■ **Directions for this task**
Every entry must be copied word for word.

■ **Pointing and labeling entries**
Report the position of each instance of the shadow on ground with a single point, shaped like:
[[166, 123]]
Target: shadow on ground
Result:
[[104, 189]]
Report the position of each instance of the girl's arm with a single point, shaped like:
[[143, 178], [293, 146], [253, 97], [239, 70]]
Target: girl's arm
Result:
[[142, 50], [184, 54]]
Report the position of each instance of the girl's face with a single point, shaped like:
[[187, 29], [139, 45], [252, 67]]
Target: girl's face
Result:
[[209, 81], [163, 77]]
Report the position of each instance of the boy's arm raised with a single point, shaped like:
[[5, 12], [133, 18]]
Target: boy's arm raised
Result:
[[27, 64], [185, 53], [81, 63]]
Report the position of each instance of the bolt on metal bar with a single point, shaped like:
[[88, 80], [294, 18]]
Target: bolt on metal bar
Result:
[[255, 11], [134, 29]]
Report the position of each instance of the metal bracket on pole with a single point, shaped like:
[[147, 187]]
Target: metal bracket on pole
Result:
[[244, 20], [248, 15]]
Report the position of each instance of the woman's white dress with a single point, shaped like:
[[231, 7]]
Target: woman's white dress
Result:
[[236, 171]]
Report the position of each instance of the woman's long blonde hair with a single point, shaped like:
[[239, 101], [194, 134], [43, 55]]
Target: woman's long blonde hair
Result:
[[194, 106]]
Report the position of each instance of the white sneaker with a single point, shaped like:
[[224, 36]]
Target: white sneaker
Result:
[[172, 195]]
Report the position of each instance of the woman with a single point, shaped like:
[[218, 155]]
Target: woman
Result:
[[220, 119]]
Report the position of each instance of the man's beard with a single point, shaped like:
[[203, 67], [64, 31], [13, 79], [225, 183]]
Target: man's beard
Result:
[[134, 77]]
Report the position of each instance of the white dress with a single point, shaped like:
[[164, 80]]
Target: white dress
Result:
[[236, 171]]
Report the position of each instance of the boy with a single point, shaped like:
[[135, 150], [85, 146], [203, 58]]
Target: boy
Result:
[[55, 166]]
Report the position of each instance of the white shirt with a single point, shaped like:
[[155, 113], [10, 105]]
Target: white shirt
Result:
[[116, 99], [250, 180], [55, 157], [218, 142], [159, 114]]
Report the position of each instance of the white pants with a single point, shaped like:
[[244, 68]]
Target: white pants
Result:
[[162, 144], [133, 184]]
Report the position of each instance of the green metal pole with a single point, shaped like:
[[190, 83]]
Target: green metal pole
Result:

■ **Solution to the problem**
Report the position of each instance of the shadow on ground with a single point, shaped like:
[[166, 123]]
Target: shadow on ground
Result:
[[104, 189]]
Report the position of each instance of the girl's arm with a single point, shaped like:
[[143, 178], [293, 146], [253, 97], [239, 70]]
Target: girl's arm
Result:
[[142, 50], [184, 54]]
Report the position of each instance of the girl's face with a single point, shaped like:
[[187, 29], [139, 45], [252, 67]]
Target: girl's face
Result:
[[209, 81], [163, 77]]
Report the position of each instance of the boy's arm raised with a single point, shaped like:
[[5, 12], [133, 18]]
Target: boy's arm raised
Result:
[[27, 64], [185, 53], [81, 63]]
Report the position of each instance of the bolt on metal bar with a single point, shaped like:
[[88, 80], [294, 18]]
Target: bolt on metal bar
Result:
[[255, 11], [134, 29]]
Report the position of each instance of the metal bracket on pole with a single point, shaped like:
[[147, 187]]
Target: metal bracket on pole
Result:
[[244, 20], [248, 15]]
Report the position of each instance of the woman's white dress with a single point, shaped like:
[[231, 7]]
Target: woman's white dress
Result:
[[236, 171]]
Report the position of each instance of the woman's long blonde hair with a single point, shaped like:
[[239, 101], [194, 134], [43, 55]]
Target: woman's long blonde hair
Result:
[[194, 106]]
Report the position of each instance of the white sneaker with a single point, shaped like:
[[224, 36]]
Target: white sneaker
Result:
[[172, 195]]
Report the position of each instance of the woman with a single point, shaped like:
[[218, 155]]
Target: woman
Result:
[[220, 119]]
Report the position of each instance of the man's beard with a single point, shaped like:
[[203, 67], [64, 31], [13, 79], [225, 183]]
Target: man's beard
Result:
[[134, 77]]
Report the position of each instance of the white dress with a single point, shaped like:
[[164, 80]]
Target: white dress
Result:
[[236, 171]]
Report the position of each instance of the boy with a single point, shaped like:
[[135, 150], [85, 146], [203, 58]]
Target: boy
Result:
[[55, 166]]
Report the position of each instance of the white shirt with a single point, shaped like:
[[155, 113], [10, 105]]
Target: white shirt
Result:
[[116, 99], [250, 180], [55, 157], [218, 142], [159, 114]]
Report the position of each instance of the white pants with a single point, shaped like:
[[244, 68]]
Target: white pants
Result:
[[162, 144], [133, 184]]
Report the position of each instance of the green metal pole with a single point, shaped like:
[[190, 83]]
Target: green metal pole
Result:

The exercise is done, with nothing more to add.